◆ Request
Print out every line, exactly as written.

::::::::

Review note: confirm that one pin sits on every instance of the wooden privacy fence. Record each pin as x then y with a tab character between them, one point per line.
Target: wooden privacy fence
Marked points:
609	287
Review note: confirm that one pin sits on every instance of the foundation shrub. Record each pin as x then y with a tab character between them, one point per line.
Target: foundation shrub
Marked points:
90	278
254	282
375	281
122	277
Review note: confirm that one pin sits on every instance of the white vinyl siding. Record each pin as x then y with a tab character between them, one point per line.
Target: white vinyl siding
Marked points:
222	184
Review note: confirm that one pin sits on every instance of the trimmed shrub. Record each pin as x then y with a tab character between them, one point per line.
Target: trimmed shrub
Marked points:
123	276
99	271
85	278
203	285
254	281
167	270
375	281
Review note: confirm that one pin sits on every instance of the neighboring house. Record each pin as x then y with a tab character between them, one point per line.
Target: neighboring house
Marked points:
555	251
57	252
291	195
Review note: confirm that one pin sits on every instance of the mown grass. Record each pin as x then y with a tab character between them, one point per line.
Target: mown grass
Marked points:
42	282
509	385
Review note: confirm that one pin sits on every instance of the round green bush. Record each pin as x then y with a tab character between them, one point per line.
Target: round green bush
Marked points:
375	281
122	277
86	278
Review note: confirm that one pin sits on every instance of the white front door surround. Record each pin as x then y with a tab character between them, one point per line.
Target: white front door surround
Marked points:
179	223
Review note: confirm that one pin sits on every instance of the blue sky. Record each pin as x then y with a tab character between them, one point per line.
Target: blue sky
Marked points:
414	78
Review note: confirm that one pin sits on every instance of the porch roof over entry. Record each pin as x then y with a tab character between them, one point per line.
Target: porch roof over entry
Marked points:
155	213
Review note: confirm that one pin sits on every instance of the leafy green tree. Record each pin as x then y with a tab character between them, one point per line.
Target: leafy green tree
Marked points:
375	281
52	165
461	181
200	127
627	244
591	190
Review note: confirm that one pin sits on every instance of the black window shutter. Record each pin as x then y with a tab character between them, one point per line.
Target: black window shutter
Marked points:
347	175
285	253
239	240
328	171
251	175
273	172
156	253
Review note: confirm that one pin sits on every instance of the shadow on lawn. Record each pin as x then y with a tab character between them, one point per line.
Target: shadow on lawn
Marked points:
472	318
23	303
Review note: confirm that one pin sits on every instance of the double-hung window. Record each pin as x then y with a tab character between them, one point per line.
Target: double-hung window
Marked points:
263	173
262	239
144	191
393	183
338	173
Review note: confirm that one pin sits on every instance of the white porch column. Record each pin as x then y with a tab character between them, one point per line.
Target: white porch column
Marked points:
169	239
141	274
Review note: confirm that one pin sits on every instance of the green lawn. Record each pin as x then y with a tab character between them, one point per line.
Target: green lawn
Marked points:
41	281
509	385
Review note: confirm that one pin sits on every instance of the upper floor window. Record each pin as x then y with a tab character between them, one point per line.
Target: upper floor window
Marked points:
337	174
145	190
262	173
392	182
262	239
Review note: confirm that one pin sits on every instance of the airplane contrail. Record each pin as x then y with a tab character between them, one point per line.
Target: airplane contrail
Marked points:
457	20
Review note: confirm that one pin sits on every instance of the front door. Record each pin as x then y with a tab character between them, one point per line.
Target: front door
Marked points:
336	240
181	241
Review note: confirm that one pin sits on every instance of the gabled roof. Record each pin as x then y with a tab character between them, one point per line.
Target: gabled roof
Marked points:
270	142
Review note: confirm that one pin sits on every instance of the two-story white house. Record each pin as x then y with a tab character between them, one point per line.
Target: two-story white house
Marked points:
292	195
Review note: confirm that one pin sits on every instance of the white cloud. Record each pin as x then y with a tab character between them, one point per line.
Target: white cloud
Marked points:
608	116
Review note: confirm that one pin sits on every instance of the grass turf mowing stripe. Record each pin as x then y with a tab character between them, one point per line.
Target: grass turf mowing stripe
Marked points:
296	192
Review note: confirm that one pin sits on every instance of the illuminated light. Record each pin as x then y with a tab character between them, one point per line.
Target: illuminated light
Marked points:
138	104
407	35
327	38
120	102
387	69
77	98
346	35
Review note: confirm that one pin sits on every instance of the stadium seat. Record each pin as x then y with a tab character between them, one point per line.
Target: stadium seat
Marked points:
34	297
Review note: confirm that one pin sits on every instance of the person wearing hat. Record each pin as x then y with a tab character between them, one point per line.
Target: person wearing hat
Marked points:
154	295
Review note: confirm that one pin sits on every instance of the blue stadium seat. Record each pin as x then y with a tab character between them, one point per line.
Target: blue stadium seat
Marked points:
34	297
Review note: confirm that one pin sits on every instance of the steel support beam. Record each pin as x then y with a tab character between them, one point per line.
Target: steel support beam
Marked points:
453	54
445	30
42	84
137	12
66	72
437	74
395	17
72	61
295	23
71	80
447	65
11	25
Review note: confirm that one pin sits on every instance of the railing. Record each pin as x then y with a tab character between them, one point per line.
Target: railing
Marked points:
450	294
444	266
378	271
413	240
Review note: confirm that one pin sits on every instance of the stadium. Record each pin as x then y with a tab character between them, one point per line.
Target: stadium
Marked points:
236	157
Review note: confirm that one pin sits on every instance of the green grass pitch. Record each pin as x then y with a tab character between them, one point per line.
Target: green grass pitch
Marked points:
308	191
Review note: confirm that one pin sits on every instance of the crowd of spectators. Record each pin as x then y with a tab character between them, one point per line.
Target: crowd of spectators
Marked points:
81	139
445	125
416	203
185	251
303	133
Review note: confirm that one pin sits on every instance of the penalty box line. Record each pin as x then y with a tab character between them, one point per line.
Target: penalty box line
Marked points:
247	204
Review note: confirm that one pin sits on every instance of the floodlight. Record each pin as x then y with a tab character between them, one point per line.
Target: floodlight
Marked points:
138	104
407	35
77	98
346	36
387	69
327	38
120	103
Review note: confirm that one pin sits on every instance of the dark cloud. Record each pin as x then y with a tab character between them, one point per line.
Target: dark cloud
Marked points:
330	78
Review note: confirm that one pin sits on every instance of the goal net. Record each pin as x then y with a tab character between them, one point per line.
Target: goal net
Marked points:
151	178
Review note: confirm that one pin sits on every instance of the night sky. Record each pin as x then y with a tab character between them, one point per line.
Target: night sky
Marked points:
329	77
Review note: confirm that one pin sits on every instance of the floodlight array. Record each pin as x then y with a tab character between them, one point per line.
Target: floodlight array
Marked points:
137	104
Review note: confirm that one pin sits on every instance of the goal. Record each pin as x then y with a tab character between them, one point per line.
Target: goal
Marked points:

::::::::

◆ Exercise result
Review note: confirm that one pin sits on every instance of the wooden privacy fence. Record each pin as x then y with a tab character between them, one point per line.
Target: wooden privacy fence
Marked points:
609	287
Review note: confirm that one pin sits on every instance of the foundation shrub. Record each pin as x then y with a tab character between them, one point per line.
Target: foundation shrub
Marked points:
90	278
254	282
375	281
122	277
Review note: confirm that one pin sits on every instance of the white vinyl siding. Record each pin as x then y with a tab character between them, one point per line.
Target: white vinyl siding
Marked points:
222	184
Review note: confirm that one pin sits on every instance of the trimmed shrub. Record each pin as x then y with a tab character between them, one point per line.
Target: trimmed shrub
Marked points:
123	276
99	271
85	278
203	285
254	281
167	270
375	281
Review note: confirm that one pin sits on every instance of the neighboring house. Record each pin as x then y with a tab character between them, one point per line.
Target: neighboring house
Marked points:
555	251
57	252
291	195
Review note: confirm that one pin sits on every instance of the mown grass. Record each pin as x then y with a tab character between them, one point per line.
Target: mown grass
Marked points:
42	282
509	385
Review note: confirm that one pin sits on every instance of the round green bush. Record each pin as x then y with a tab character between them, one point per line.
Target: round green bush
Marked points:
375	281
122	277
86	278
Review note: confirm that one pin sits on every instance of the white front door surround. Record each pin as x then y with a tab character between them, one point per line.
Target: white front door surround
Marked points:
179	223
Review note: confirm that one pin sits on every instance of the blue sky. Record each pin as x then y with a tab character between them, one point per line.
Target: blue sky
Marked points:
414	78
Review note: confirm that one pin sits on every instance of the porch roof over entry. Record each pin as x then y with a tab character between them, one point per line.
Target: porch roof over entry
Marked points:
155	213
Review note: confirm that one pin sits on every instance of the leafy green tree. Record each pin as x then y with a tab character between them, one point per line.
Target: leafy green tree
Marked points:
375	281
52	165
461	181
200	127
627	244
591	190
Review note: confirm that one pin sits on every instance of the black window shutter. Record each pin as x then y with a tab character between them, one point per line.
Target: black window shutter
Marked points:
347	175
285	253
239	240
328	171
251	175
273	172
156	253
Review note: confirm that one pin sits on every instance of the shadow on lawn. Record each pin as x then y with a tab character between them, one point per line.
Target: shadow on lawn
Marked points:
472	318
23	303
Review note: confirm that one pin sits on every instance of the double-hung window. Record each pin as x then y with a tab character between them, one point per line.
Target: double-hung window
Marked points:
263	173
262	239
144	191
393	183
338	173
Review note: confirm that one pin sits on every instance of the white porch column. Record each pin as x then y with a tab character between them, one point per line.
Target: white porch column
Marked points:
169	239
141	274
Review note: confirm that one pin sits on every instance of the green lawn. Record each pin as x then y with a tab character between them, one point per line.
Target: green lawn
Marked points:
41	281
509	385
Review note: confirm that one pin sits on every instance of the upper floor window. Record each pin as x then y with a tab character between them, one point per line.
Target: upper floor window
Marked points:
337	174
145	190
262	173
392	182
262	239
Review note: confirm that one pin sits on every instance of the airplane contrail. Record each pin as x then y with a tab character between them, one point per line.
Target: airplane contrail
Marked points:
457	20
Review note: confirm that one pin sits on every instance of the front door. Record each pin as x then y with a tab character between them, one point per line.
Target: front door
Marked points:
336	240
181	241
Review note: confirm that one pin sits on every instance of the gabled roof. Record each pin as x then y with a tab character between them, one point per line.
Target: gabled roof
Marked points:
270	142
Review note: confirm that one pin sits on every instance of the two-story white house. Record each pin as x then y with a tab character between them, one point per line.
Target: two-story white house
Marked points:
292	195
Review note: confirm that one pin sits on every instance of the white cloud. Record each pin as x then y with a tab character between them, one point per line.
Target: white cloud
Marked points:
608	116
Review note: confirm that one pin sits on every instance of the grass turf mowing stripe. Record each pin as x then y with a tab character between them, one point per line.
Target: grass turf mowing stripe
Marked points:
296	192
Review note: confirm that one pin sits on every instance of the illuminated light. Record each pin as x then y with a tab character between them, one point per line.
Target: illuminated light
Marked points:
138	104
407	35
327	38
120	102
387	69
77	98
346	35
Review note: confirm that one pin sits on every instance of the stadium seat. Record each pin as x then y with a tab character between them, one point per line.
Target: stadium seat
Marked points:
34	297
Review note: confirm that one pin sits on every instance of the person wearing hat. Record each pin as x then y with a tab character between them, one point per line.
Target: person wearing hat
Marked points:
154	295
Review note: confirm that one pin sits on every instance of the blue stadium seat. Record each pin as x then y with a tab character between them, one point per line.
Target: blue stadium seat
Marked points:
34	297
Review note: confirm that one pin sits on every instance of the steel support beam. Record each pin as x then y with a tab character between them, one point per line.
Target: steel support beam
Marked points:
453	54
445	30
42	84
137	12
66	72
437	74
395	17
72	61
295	23
71	80
447	65
11	25
Review note: confirm that one pin sits on every instance of the railing. Record each pin as x then y with a tab character between them, one point per line.
Target: railing
Marked points:
450	294
444	266
378	271
413	240
Review note: confirm that one pin sits on every instance of the stadium. Record each pin as x then y with a tab character between them, one point per line.
Target: stadium
Marked points:
236	157
Review note: confirm that one pin sits on every instance of the green grass pitch. Record each pin as x then y with a tab character between them, one point per line.
Target: green grass pitch
Marked points:
308	191
Review note: confirm that one pin sits on every instance of the crowd of spectators. Record each pin as x then y with a tab character between them, one point per line.
Target: crowd of spectators
Marked points:
81	139
445	125
416	203
185	251
303	133
Review note: confirm that one pin sits on every instance of the penalty box line. Record each pin as x then y with a tab character between them, one point per line.
Target: penalty box line
Marked points:
247	204
Review note: confirm that one pin sits on every instance of the floodlight. Record each pin as x then y with a tab character between them, one point per line.
Target: floodlight
Marked points:
138	104
407	35
77	98
346	36
387	69
327	38
120	103
Review note: confirm that one pin sits on every instance of the dark cloud. Record each pin as x then y with a tab character between them, one point per line.
Target: dark cloud
Marked points:
330	78
Review note: confirm that one pin sits on every instance of the goal net. Record each pin as x then y with a tab character between them, one point per line.
Target: goal net
Marked points:
151	178
Review note: confirm that one pin sits on every instance of the night sky. Record each pin as x then y with a tab character between them, one point per line.
Target: night sky
Marked points:
329	77
Review note: confirm that one pin sits on every instance of the floodlight array. Record each pin as x then y with a tab character between them, one point per line.
Target: floodlight array
Marked points:
137	104
Review note: confirm that one pin sits on every instance of the goal. Record each pin as x then y with a tab character between them, one point per line.
Target: goal
Marked points:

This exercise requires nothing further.